• Work to do:
Starting at the line that contains "man in navy", restate each line word for word through the final line of the data, keeping both ends.

• Supplied information:
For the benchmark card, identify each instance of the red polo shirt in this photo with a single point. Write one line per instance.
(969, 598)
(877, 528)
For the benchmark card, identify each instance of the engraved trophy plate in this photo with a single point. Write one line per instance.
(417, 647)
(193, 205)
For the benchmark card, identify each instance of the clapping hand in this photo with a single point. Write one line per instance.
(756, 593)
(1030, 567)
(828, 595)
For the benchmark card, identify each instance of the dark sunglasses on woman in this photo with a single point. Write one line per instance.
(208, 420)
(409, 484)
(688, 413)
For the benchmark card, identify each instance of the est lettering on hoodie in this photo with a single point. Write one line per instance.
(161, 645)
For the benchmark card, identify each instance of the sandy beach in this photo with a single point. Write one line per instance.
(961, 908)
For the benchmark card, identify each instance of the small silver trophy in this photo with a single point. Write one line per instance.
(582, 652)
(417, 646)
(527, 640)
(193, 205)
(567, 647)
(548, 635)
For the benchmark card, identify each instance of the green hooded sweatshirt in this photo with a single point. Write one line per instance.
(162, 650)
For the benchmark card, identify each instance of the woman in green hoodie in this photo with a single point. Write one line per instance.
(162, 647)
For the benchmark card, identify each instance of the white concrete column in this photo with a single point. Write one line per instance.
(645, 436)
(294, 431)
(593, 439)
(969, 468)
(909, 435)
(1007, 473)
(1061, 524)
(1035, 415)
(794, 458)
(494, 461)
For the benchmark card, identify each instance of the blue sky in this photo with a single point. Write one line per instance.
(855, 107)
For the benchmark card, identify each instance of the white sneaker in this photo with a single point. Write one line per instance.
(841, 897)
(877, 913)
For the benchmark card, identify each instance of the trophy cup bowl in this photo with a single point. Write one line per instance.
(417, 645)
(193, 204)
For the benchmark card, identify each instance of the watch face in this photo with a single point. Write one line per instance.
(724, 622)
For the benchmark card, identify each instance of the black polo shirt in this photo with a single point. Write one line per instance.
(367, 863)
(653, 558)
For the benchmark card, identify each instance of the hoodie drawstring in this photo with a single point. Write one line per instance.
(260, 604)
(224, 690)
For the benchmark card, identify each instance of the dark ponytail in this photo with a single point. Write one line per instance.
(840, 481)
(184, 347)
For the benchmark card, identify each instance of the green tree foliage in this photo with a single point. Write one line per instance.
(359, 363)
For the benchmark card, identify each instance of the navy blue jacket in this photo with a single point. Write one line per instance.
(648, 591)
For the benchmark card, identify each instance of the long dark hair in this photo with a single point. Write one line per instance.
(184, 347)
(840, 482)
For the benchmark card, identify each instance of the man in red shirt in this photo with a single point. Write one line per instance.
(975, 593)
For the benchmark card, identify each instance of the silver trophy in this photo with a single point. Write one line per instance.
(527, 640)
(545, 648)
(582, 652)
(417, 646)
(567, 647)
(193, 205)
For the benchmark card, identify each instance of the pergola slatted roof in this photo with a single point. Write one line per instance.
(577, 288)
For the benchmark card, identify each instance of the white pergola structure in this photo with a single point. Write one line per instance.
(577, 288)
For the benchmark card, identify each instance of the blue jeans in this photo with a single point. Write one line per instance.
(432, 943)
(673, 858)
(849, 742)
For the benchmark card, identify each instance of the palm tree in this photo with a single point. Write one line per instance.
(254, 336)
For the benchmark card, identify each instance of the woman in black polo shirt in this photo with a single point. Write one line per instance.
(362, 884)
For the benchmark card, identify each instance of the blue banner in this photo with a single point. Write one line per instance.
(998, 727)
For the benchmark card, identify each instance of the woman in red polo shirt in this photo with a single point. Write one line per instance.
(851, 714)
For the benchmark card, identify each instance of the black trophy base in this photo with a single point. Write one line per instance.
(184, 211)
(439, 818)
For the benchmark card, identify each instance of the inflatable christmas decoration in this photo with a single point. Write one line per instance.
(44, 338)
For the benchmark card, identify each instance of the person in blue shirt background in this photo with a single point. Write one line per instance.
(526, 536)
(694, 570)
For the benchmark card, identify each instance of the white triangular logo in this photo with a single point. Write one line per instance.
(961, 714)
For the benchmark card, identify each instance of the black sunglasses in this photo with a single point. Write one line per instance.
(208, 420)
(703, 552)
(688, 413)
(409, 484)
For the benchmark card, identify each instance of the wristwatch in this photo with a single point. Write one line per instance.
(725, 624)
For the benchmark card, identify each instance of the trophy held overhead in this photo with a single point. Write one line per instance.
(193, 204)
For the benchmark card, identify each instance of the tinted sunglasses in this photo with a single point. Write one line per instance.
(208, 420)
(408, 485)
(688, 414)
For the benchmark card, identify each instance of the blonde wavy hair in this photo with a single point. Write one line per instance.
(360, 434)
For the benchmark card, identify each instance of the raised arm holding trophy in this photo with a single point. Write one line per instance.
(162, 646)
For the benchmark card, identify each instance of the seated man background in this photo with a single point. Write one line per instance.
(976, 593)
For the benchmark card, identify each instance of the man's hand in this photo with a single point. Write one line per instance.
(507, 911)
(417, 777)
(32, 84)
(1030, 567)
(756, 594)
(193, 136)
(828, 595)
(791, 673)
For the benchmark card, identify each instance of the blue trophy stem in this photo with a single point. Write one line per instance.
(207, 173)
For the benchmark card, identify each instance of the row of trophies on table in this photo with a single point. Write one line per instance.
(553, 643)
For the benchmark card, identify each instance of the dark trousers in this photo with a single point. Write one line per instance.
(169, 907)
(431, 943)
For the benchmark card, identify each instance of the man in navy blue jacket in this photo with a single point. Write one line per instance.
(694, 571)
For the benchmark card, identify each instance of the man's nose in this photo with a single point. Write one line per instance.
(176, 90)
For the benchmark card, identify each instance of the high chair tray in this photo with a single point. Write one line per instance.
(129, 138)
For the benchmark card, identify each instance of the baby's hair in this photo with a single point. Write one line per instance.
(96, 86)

• Response to the exercise:
For the benchmark card, identify each instance of the man in navy blue jacket in this photo with a single point. Write one line per instance.
(694, 571)
For the benchmark card, identify each instance of the man's nose in this photo with a single point. Write one line per instance.
(176, 90)
For the benchmark card, identify each instance of the high chair tray in this photo with a single point. Write one line per instance.
(129, 138)
For the benchmark card, identify each instance of the baby's hair in this photo with a single point. Write one line per instance.
(96, 86)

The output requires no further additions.